> **Assignment**: Every entry below needs to be copied exactly.

> **Supplied records**:
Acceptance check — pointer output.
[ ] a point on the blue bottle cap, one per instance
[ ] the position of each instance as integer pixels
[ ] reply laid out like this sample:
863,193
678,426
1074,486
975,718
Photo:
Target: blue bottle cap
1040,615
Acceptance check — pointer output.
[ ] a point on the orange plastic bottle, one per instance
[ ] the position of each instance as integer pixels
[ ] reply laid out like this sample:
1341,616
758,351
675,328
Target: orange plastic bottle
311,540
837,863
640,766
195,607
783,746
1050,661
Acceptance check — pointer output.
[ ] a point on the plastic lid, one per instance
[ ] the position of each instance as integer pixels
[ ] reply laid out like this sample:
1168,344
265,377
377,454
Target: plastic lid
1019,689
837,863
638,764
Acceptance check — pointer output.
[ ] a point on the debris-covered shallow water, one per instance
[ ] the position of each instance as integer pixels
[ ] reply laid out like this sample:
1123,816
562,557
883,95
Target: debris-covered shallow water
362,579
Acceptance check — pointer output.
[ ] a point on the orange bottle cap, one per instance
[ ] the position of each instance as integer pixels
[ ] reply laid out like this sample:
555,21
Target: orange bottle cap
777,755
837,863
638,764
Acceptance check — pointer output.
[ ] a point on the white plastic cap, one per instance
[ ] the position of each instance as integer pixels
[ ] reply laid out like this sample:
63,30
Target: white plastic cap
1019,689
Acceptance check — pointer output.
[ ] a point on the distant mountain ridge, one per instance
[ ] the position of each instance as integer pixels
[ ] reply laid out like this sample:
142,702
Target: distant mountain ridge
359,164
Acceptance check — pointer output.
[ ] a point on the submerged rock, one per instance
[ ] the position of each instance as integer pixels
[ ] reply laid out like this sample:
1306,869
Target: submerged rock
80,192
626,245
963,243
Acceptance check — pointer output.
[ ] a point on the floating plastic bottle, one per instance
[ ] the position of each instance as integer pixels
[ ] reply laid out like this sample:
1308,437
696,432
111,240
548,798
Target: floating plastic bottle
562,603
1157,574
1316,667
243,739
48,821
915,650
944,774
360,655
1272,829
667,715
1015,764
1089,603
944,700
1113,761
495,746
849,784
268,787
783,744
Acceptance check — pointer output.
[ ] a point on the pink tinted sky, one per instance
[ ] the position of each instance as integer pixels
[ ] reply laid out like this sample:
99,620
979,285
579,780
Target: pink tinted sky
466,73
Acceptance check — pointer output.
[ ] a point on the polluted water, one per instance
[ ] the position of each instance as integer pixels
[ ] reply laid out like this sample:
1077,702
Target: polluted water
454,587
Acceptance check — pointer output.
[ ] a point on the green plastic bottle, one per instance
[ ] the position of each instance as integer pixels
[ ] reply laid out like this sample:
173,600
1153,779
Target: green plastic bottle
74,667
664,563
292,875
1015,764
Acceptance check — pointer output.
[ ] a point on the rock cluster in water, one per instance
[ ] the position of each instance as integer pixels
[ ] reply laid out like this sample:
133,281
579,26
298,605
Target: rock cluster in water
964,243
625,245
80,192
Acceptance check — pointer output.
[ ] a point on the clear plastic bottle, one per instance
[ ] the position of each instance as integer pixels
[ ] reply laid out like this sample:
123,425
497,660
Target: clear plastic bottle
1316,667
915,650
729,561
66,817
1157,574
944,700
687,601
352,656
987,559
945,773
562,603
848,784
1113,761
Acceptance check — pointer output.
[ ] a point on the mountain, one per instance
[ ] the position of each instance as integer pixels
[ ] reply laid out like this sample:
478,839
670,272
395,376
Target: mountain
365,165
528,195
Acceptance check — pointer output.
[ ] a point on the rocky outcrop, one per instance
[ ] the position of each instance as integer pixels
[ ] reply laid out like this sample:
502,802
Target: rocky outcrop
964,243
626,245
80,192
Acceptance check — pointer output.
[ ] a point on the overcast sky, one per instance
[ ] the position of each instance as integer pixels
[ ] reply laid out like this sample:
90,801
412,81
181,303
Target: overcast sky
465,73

> **Problem solution**:
Acceptance check — pointer output.
[ ] a point on the blue bottle cap, one per instance
[ ] the position of each instance as integer pixels
[ ] reply laid out like this sample:
863,193
678,426
1074,486
975,718
Photo:
Target: blue bottle cap
1040,615
Acceptance check — pointer output.
[ ] a point on the orange plastic bottle, one per instance
[ ] the position of each instance as integer pixels
[ ] reply laid out like this sample:
1341,616
758,351
675,328
Target: orange plastic bottle
311,540
837,863
640,766
195,607
783,746
1050,661
Acceptance check — pointer output.
[ ] a point on the plastic lid, one per instance
[ ] the position of each instance as integer pixels
[ ] reply laid out like this sample:
1168,344
265,377
377,454
Target: plastic lid
1019,689
837,863
638,764
Acceptance check — pointer output.
[ ] a point on the debris-covered shallow water, one per instance
[ ] the position of each instance as integer pixels
[ ] reply laid out like this sample:
1123,816
562,557
883,95
Target: debris-covered shallow water
362,579
Acceptance check — pointer output.
[ ] a point on the orange bottle cap, one per instance
[ ] the position of each instance as integer pixels
[ ] reply laid out like this sample:
555,21
Target: orange bottle cap
777,755
837,863
638,764
Acceptance check — pointer output.
[ ] a point on the white plastic cap, one per instance
[ ] the position of each instance as integer pixels
[ ] reply laid out like this sample:
63,30
Target: white plastic cap
1019,689
Acceptance check — pointer output.
[ ] a point on the distant mountain ridge, one per instance
[ ] the position of each instance as integer pixels
[ ] reply laid out like this sample:
142,702
Target: distant mountain ridge
359,164
Acceptance check — pointer output.
[ ] a point on the submerged rock, one per instance
[ ] the position of each instance as integer pixels
[ ] reply laid out like this sample:
1306,869
Target: submerged rock
80,192
626,245
963,243
Acceptance check — pointer output.
[ ] a point on the floating plastic bottle, one per instance
[ ] the position of each instance as integer pixels
[ ] reply laid out like this sample:
1308,437
696,432
111,240
548,798
Target: floating plastic bottle
562,603
1157,574
1316,667
243,739
48,821
915,650
944,774
360,655
1272,829
667,715
1015,764
1089,603
944,700
1113,761
495,746
849,784
268,787
783,744
Acceptance check — pointer output.
[ ] a point on the pink tinted sky, one per instance
[ ] the position of each instance as integer pixels
[ ] reply laid out like this sample:
99,620
979,285
579,780
Target: pink tinted sky
466,73
Acceptance check — pointer output.
[ ] a point on the polluted water, one per instance
[ ] the position of each instance as integer pixels
[ ] reply laid out like this sample:
1077,702
Target: polluted water
454,587
Acceptance check — pointer output.
[ ] a point on the green plastic bottle, one per instance
[ ] the position of each instance as integer pixels
[ ] reply laid out like this sample:
173,600
1153,779
Target: green plastic bottle
74,667
664,563
292,875
1015,764
Acceptance check — pointer output.
[ ] a point on the rock cluster in water, one per instance
[ ] the position of each instance as integer pixels
[ ] reply laid out like this sample:
133,281
579,26
298,605
Target: rock cluster in water
964,243
625,245
80,192
Acceptance check — pointer output.
[ ] a point on the clear plastic bottle, one per instance
[ ] the position of each instance as integer pixels
[ ] reply laid out like this sample:
123,425
497,660
Target: clear plastic bottle
1316,667
915,650
729,561
66,817
1157,574
944,700
687,601
352,656
987,559
945,773
562,603
848,784
1113,761
Acceptance check — pointer output.
[ ] a point on the mountain, one per instance
[ ] the position of each instance as integer pixels
[ ] reply laid out like this sample:
478,839
670,272
395,376
Target: mountain
365,165
528,195
Acceptance check — pointer output.
[ ] a point on the rocky outcrop, one per instance
[ ] the position of each instance as integer pixels
[ ] reply laid out like this sample:
502,802
Target: rocky outcrop
964,243
626,245
80,192
Acceptance check — pointer output.
[ ] a point on the overcast sky, one per instance
[ ] the position of each instance as integer pixels
[ ] reply laid out like this sample:
90,801
412,81
181,303
Target: overcast sky
465,73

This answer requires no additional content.